Dénombrez les lignes ci-dessous qui contiennent le mot « large ». Indiquez uniquement ce nombre.

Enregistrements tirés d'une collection
=====

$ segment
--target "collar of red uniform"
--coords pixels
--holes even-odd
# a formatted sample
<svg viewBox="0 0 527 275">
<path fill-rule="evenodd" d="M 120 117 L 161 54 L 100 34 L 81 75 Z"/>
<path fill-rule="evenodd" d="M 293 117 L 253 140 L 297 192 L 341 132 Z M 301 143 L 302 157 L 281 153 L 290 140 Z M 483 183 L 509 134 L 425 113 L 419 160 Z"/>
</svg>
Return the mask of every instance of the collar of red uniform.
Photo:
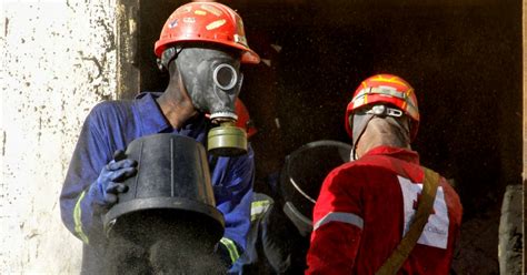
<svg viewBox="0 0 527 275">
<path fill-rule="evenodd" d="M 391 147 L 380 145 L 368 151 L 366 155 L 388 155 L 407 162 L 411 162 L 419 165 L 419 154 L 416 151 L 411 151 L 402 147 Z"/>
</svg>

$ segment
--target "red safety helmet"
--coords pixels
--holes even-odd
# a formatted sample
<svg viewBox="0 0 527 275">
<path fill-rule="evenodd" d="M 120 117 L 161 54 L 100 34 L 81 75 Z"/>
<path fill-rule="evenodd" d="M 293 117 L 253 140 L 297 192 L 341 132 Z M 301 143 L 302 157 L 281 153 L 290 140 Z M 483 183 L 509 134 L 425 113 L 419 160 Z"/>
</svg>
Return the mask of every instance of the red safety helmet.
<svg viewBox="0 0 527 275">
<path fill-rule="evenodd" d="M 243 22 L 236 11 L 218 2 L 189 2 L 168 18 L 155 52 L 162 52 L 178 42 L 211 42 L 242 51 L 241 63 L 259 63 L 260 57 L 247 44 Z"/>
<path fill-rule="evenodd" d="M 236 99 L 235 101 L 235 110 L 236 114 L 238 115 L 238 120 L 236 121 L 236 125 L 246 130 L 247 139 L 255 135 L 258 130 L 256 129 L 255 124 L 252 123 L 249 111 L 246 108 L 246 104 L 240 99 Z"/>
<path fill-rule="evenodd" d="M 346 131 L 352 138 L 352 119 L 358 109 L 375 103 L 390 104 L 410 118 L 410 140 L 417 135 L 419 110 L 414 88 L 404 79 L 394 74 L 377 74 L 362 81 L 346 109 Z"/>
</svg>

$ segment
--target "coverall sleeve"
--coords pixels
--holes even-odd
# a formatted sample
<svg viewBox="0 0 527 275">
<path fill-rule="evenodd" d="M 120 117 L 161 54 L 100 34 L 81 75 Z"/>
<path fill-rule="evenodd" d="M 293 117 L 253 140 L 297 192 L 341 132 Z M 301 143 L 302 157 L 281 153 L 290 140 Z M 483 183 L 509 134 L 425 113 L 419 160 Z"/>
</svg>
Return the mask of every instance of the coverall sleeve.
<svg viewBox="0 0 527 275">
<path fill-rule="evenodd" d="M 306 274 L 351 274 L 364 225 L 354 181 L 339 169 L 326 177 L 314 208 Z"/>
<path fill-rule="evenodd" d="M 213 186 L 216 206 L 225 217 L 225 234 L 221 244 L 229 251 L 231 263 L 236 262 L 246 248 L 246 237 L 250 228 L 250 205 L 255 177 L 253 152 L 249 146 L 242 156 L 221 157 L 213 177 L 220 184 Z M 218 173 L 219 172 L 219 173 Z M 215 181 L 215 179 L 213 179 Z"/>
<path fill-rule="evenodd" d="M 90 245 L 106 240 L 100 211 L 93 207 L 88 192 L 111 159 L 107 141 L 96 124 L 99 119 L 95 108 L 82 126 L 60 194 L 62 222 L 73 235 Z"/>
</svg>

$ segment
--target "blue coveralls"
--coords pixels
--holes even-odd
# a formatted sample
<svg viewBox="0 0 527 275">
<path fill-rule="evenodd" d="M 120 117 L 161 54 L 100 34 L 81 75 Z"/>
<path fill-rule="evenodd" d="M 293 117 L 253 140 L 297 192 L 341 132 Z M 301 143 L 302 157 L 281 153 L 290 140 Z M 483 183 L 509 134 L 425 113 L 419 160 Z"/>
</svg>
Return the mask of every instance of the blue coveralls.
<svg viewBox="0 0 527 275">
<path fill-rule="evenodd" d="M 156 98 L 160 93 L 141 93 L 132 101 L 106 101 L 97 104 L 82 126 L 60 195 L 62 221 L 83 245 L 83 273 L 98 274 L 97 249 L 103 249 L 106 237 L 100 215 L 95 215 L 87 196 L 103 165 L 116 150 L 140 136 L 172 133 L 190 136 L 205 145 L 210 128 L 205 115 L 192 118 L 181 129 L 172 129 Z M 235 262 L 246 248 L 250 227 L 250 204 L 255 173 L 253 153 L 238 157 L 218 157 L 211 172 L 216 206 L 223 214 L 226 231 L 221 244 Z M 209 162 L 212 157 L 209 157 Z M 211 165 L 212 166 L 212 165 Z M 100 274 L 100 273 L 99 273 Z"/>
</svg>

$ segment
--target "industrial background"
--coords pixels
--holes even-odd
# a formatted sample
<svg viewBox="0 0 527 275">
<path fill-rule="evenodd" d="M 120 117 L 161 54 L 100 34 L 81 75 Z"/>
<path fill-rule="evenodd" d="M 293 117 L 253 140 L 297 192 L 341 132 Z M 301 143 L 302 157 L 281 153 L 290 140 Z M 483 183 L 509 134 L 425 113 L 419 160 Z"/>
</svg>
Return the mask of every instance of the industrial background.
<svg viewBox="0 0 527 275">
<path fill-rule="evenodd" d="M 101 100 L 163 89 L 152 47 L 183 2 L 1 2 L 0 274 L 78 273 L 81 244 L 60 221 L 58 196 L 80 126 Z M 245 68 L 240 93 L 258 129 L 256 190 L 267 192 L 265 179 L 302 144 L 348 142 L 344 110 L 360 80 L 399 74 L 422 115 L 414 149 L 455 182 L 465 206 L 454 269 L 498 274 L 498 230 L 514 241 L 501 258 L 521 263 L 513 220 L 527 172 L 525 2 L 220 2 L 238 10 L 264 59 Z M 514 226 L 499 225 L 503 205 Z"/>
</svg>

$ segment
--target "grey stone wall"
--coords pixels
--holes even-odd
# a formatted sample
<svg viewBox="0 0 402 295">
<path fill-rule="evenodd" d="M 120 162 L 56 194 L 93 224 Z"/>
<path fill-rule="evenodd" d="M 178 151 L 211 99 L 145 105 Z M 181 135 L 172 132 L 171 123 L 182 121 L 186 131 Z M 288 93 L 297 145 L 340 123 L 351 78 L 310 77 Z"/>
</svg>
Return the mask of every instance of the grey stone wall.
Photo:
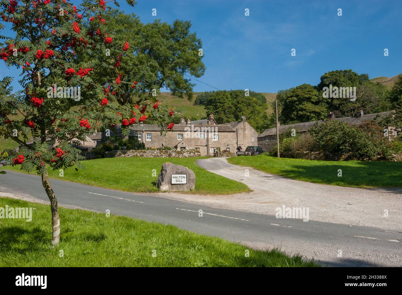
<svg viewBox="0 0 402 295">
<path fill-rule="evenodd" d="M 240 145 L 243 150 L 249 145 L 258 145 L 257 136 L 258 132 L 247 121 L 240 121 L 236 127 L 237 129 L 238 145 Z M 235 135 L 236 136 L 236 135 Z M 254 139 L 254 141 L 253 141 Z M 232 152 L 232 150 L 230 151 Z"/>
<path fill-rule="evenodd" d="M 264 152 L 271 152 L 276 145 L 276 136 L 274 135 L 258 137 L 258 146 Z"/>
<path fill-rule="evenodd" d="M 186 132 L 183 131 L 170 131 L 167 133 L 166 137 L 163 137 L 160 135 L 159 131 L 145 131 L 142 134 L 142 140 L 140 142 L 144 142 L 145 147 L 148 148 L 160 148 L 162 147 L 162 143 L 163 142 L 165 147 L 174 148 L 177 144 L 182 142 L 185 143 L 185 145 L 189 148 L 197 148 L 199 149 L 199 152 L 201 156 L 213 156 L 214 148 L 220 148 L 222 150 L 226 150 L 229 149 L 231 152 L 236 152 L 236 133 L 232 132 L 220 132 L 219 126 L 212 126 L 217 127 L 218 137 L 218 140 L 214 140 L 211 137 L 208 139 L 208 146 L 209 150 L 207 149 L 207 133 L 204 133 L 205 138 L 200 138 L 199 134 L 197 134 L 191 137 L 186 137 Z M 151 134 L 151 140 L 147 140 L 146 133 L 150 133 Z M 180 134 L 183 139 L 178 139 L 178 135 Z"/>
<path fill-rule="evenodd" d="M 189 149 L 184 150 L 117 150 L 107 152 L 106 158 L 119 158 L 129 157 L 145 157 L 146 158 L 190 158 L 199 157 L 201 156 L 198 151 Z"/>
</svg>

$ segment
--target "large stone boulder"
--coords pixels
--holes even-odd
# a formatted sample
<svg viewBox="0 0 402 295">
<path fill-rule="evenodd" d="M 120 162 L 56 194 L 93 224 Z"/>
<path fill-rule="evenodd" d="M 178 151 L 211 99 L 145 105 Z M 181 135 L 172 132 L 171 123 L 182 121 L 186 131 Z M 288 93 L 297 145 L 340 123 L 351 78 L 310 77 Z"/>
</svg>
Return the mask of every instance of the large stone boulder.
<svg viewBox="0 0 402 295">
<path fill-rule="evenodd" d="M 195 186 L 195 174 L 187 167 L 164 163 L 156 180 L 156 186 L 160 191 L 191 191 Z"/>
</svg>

=====

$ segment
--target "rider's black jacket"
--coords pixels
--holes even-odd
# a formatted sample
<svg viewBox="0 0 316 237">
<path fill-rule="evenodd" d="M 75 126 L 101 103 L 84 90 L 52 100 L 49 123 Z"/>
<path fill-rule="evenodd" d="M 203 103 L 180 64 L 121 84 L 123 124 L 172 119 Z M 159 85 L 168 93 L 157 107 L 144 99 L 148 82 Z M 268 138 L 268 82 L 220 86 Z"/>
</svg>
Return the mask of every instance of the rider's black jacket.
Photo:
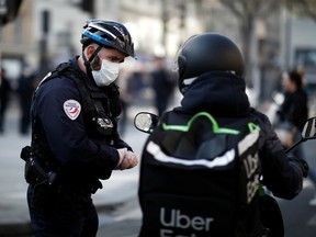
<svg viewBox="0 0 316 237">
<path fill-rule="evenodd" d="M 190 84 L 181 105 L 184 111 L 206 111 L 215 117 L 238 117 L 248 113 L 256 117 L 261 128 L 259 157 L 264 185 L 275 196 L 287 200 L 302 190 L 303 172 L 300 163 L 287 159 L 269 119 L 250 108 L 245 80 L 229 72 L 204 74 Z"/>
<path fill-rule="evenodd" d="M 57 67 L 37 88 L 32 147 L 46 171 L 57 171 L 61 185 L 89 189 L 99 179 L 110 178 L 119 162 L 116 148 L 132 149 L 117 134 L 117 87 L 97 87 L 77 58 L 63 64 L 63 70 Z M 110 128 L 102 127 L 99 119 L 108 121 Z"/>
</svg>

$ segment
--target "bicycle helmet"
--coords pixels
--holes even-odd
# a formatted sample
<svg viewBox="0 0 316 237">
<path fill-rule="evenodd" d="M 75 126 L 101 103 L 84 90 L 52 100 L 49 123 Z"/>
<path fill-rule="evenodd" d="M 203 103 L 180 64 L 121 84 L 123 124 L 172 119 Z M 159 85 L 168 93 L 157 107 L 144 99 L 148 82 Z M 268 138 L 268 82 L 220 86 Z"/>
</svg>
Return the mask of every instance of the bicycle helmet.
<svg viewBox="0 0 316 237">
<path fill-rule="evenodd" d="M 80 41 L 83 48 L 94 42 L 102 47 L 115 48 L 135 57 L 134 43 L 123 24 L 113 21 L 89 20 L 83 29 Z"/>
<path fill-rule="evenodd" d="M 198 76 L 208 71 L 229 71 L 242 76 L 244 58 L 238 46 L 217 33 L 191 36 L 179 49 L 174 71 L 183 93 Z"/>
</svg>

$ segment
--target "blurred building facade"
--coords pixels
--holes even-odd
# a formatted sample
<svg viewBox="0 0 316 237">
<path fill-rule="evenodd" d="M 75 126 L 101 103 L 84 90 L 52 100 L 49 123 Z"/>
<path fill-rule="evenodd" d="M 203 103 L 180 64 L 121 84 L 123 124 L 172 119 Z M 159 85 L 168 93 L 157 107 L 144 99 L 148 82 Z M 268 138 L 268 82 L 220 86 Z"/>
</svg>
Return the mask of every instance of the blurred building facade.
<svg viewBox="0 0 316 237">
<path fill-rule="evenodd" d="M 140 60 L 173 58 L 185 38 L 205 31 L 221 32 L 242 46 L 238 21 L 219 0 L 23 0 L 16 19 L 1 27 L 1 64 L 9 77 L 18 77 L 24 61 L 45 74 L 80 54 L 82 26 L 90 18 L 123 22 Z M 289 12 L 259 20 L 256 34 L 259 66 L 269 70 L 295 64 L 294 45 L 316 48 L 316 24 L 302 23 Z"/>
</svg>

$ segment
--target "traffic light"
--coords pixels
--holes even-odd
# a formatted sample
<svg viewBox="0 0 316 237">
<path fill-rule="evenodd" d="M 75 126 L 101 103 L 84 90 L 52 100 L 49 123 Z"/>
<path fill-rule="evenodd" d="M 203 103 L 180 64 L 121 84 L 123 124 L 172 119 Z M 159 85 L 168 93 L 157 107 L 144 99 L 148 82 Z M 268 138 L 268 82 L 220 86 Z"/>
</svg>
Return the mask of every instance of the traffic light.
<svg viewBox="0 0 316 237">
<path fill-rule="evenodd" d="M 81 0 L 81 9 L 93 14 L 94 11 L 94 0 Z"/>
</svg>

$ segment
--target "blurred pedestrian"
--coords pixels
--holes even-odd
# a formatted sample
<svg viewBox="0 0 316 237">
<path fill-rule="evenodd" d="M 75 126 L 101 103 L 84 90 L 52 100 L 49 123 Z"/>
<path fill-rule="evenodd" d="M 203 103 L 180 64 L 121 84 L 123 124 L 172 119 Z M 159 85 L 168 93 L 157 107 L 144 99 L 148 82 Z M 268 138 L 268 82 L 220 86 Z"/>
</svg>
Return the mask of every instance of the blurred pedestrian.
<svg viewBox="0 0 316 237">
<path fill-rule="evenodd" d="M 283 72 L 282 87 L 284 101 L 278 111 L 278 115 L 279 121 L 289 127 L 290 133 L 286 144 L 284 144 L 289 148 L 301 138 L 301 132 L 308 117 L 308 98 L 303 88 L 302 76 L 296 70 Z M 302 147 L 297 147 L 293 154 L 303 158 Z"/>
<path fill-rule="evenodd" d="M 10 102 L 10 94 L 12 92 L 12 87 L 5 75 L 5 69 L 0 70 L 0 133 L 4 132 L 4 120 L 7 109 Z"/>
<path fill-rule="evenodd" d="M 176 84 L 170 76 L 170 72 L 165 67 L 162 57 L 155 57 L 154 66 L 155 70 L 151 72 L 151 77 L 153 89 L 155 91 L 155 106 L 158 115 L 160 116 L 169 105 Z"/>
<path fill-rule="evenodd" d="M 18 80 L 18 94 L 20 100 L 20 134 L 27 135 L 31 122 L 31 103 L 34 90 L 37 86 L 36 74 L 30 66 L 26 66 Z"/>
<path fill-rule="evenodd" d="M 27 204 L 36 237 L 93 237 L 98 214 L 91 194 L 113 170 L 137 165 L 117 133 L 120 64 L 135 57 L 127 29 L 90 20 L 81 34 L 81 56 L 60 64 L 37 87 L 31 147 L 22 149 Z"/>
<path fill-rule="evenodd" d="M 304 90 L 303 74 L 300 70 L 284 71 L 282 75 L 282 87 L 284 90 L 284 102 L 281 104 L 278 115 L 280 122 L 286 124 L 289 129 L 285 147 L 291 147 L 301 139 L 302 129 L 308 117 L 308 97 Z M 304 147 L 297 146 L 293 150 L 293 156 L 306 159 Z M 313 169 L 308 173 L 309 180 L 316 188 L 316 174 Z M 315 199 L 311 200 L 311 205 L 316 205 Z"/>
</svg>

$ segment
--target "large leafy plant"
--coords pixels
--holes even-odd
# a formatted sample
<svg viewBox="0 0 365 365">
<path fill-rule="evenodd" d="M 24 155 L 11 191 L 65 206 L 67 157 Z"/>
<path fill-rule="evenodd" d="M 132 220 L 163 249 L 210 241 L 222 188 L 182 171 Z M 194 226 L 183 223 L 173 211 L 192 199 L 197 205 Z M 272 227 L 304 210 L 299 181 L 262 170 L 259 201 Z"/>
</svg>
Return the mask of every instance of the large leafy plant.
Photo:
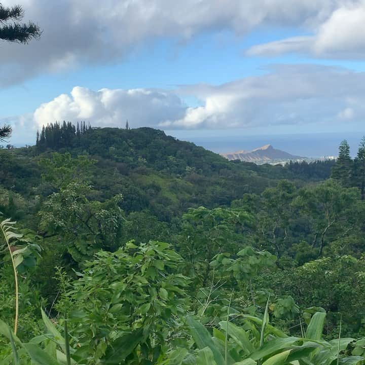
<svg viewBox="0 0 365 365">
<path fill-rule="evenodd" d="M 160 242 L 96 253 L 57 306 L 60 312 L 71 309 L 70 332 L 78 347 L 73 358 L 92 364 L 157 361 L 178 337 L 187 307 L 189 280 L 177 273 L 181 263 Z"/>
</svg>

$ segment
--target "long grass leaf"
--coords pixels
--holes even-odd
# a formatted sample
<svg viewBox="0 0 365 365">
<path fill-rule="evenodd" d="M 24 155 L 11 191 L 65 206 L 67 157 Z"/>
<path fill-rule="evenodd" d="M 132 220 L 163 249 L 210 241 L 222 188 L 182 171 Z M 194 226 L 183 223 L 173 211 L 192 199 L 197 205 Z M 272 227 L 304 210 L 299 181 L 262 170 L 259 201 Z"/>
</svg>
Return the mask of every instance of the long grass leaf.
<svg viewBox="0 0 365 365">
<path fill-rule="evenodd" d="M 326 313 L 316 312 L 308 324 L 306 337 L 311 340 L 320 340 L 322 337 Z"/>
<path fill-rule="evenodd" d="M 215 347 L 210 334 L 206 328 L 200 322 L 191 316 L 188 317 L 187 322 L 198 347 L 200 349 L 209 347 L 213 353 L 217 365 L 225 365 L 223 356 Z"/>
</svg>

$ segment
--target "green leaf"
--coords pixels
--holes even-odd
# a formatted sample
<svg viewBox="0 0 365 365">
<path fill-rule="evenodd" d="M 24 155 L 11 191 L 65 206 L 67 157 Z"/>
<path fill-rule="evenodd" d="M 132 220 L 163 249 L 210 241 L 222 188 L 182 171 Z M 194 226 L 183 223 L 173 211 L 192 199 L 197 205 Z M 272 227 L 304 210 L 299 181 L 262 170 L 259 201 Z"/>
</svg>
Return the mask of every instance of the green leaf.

=====

Réponse à l'exercice » 4